> Exercise brief
Although the listing contains pictures, reproduce only its text, exactly as written.

> Data for this exercise
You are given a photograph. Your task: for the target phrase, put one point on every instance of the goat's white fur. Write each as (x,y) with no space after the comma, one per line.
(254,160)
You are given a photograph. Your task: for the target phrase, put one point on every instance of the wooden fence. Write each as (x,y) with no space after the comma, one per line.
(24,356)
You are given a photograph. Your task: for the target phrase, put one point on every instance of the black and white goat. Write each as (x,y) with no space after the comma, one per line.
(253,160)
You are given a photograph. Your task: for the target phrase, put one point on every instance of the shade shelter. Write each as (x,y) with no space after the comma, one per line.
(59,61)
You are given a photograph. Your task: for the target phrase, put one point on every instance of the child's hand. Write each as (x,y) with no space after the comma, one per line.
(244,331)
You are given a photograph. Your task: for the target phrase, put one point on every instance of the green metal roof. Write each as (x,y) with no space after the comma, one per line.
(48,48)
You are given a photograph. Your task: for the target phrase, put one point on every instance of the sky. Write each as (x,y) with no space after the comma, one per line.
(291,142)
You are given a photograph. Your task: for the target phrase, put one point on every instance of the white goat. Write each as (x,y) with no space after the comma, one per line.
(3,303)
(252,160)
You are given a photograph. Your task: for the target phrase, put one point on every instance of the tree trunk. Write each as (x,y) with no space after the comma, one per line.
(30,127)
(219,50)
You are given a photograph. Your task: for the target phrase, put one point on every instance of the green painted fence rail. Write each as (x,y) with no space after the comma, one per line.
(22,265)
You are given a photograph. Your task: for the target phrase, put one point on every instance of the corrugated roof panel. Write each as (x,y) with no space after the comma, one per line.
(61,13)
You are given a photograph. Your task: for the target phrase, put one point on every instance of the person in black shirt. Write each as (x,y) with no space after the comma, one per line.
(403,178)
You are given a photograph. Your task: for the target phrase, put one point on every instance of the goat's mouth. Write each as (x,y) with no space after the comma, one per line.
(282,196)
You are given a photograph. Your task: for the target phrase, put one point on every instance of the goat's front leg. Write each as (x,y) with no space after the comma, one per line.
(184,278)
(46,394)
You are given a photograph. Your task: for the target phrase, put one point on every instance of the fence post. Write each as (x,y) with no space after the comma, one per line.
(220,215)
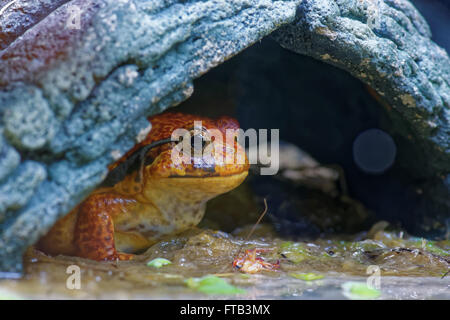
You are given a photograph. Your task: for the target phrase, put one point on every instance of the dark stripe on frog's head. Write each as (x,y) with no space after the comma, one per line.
(132,164)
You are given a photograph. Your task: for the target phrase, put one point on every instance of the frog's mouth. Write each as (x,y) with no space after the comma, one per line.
(204,186)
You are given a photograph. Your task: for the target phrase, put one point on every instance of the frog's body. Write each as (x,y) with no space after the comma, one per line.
(131,215)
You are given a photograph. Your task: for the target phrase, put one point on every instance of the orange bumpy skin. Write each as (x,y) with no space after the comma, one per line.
(157,200)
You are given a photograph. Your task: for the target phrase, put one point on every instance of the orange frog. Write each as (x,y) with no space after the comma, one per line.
(147,196)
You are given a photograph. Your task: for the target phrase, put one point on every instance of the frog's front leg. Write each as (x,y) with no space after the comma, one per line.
(94,231)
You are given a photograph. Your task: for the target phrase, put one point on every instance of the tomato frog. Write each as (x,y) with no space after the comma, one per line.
(144,201)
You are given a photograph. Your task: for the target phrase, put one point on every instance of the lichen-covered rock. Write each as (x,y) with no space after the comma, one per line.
(91,70)
(387,45)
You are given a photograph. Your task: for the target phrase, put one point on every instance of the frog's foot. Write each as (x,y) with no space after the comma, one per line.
(94,231)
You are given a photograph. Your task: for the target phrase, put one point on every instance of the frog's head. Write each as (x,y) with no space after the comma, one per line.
(220,166)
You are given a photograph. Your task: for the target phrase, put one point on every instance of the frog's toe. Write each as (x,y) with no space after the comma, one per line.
(125,256)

> Solution for this exercise
You are given a photograph. Your task: for the target phrase, put one point on every instance of the goat's white fur. Write each as (x,y) with no space after the comma, one per line.
(254,160)
You are given a photograph. Your task: for the target phrase, put one point on every instance of the wooden fence. Write each as (x,y) with no space after the comma, one per line.
(24,356)
You are given a photograph. Your task: for the target phrase, put one point on every instance of the black and white goat. Write each as (x,y) with no space after the comma, one per line.
(253,160)
You are given a photograph. Your task: for the target phrase, put one point on every instance of the shade shelter. Write each as (x,y) with no space after the comma, one per line.
(59,61)
You are given a photograph. Your task: for the target phrase, put one point on every instance of the child's hand. Write each as (x,y) with no space after the comma, one per line.
(244,331)
You are given a photograph. Your task: for the target phrase, put one point on every instance of the green metal roof. Write each as (x,y) with no space after the comma, one per line.
(48,48)
You are given a photograph. Your task: for the target phrase, put one point on every instance of the sky. Write each as (x,y) with no space after the comma, one per line.
(291,142)
You are given a photograph. Your task: for the target phrase, put one point on every instance of the white goat. Write each as (x,y) with no space after the comma, one per line.
(3,303)
(252,160)
You are given a photograph. Your task: for the target phrase, put one point on every instance of the tree trunk. Write each as (x,y) with no space after the comma, one per line.
(30,127)
(219,50)
You are given a photograph. Your task: for the target phrase, put one point on every instance of the green painted fence rail. Write each as (x,y) with no space after the comma, one per line.
(22,265)
You are given a photograph. Your task: for the target phrase, put one point on every instance of the corrugated roof panel. Write each as (x,y) with no space after the comma, one per line.
(61,13)
You are given a photograph. Your task: for the target phrase, put one point on every instance of the person in black shirt. Write each as (x,y) with no space after the comma, one per line.
(403,178)
You are given a photograph. Your task: for the target phrase, put one point on every instance of the goat's mouth. Write each as (x,y) with no space after the comma, one per line.
(282,196)
You are given a photograph. Your task: for the target phrase, put one point on every instance of the goat's front leg. Write each as (x,y) with no space after the comma, one per line.
(184,278)
(46,394)
You are given a photograph. Your task: for the target phrase, put one point on every instance of the fence post. Write each as (x,y) with no space after the comma, one per line.
(220,215)
You are given a photograph. Your task: for the target phrase, put one point on every instance of the dark stripe on frog's head. Write each as (x,y) with no space after the comma, one per line.
(132,164)
You are given a photograph. Your task: for the target phrase, put one point on every instance of the frog's mouth. Write each as (x,y) with no space after the comma, one per line.
(204,186)
You are given a photograph. Your task: for the target phrase, put one point on every instance of the frog's body. Write each as (x,y) with no space after the comma, one per line.
(131,215)
You are given a photograph. Your task: for the target phrase, put one point on every instance of the orange bumpy skin. Write each as (x,y) with no space after the comma, one per line.
(157,200)
You are given a photograph. Your task: for the target phrase, put one point on every instance of the orange frog. Write each as (x,y) with no space after the comma, one per line.
(147,196)
You are given a photograph. Your task: for the target phrase, put one point on every instance of the frog's front leg. Write each as (x,y) with no space after the comma, one per line.
(94,231)
You are given a photograph. Your task: for the target phrase, put one point on every instance of the tomato frog. Write each as (x,y) with no space after the comma, one per line.
(144,201)
You are given a photograph. Your task: for the target phrase, put one point on every instance of the lichen-covered rock. Write each as (x,y) with no space after the comma, one per line.
(91,70)
(387,45)
You are given a photograph. Your task: for the target phrase, put one point on every instance of the frog's foot. Write each as (x,y) with no space after the comma, one per line.
(94,231)
You are given a photograph. Your task: for the target phrase, put one point on every instance of the frog's head. Write each as (x,y) with no space after the comma, one per line.
(220,166)
You are given a photograph. Your task: for the target phrase, put one point on every instance of the frog's toe. Write each as (x,y) with no space after the comma, one per line.
(125,256)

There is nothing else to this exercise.